• **To do**
Please copy the data below, swapping every "point to" for "mark" and keeping everything else unchanged.
--- start Exercise inputs ---
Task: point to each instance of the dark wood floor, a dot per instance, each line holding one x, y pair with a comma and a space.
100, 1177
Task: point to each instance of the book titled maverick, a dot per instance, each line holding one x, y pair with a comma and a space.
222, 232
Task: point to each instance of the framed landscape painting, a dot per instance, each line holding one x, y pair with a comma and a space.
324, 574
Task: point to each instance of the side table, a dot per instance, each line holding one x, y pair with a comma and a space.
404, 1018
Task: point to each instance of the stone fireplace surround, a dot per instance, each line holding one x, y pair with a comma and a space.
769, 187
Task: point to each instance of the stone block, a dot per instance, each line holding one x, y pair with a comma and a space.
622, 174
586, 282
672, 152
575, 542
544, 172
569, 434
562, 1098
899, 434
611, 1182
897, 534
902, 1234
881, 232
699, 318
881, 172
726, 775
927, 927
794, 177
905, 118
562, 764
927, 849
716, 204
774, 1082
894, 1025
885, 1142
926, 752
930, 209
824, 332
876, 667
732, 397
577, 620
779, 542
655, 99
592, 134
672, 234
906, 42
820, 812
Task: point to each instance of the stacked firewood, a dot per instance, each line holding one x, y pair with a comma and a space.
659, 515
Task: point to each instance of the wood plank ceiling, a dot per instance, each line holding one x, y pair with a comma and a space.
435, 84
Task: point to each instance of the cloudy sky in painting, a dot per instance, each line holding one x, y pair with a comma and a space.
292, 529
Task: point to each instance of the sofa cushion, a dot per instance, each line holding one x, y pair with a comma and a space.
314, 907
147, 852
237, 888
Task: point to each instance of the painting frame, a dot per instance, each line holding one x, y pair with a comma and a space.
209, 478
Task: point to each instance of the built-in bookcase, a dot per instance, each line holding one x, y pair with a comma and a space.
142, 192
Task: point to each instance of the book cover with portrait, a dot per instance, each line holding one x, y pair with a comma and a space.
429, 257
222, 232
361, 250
--- end Exercise inputs ---
• **Full answer**
Task: mark each instance of the dark wood floor, a dot per instance, each line holding one x, y pair with a comma and a space.
100, 1177
Task: mark each instance of the book titled maverick, a dot per instance, each line holding one x, y pair with a comma and a space.
222, 232
Task: mark each instance of the framed landscape painting, a dot per instance, each line holding one x, y pair with a comma and a space.
324, 574
Task: mark each instance of the side table, a dot per instance, each line holding one x, y pair with a comma and a space.
404, 1018
Task: mark each instance of the stone fireplace surround, a dot per instance, each line holding one x, y pair with a comma and a space.
769, 187
Task: mark each instance of the stone block, a dot per instance, each line holding one x, y pair with a comma and a space.
622, 174
586, 282
672, 152
575, 542
544, 172
569, 434
562, 1098
899, 434
611, 1182
897, 534
902, 1234
881, 232
699, 318
881, 172
726, 775
927, 927
794, 177
905, 118
562, 764
927, 849
716, 204
774, 1082
894, 1025
885, 1142
926, 752
930, 209
824, 332
876, 667
732, 397
577, 620
779, 542
655, 99
592, 134
672, 234
906, 42
820, 812
Task: mark each instance of the stacked firewood, a dot per instance, each line holding one x, y pair with a comma and a space.
659, 515
Task: mark each instance of the wood plank ceiling, a dot per instance, each line holding one x, y pair with a comma and a space.
435, 84
Task: mark each instance of the cloudy sky in painting, a dot per instance, each line holding one x, y pair with a comma and a space.
292, 529
Task: mark each instance of the sofa cushion, a dot per instance, each line holding one x, y pair with a comma and a space.
314, 907
147, 852
237, 888
Task: mark each instance of the painting frame, a dot per instance, each line holding one x, y pair with a comma and a space.
209, 478
Task: mark each instance of the built-in bookcase, a dot per instance, each line holding one x, y pair with a comma and a space.
142, 192
Task: mark each instance of the book cover with portrait, a dot per instance, each line holding one x, y pair with a comma and a space.
429, 257
222, 232
361, 250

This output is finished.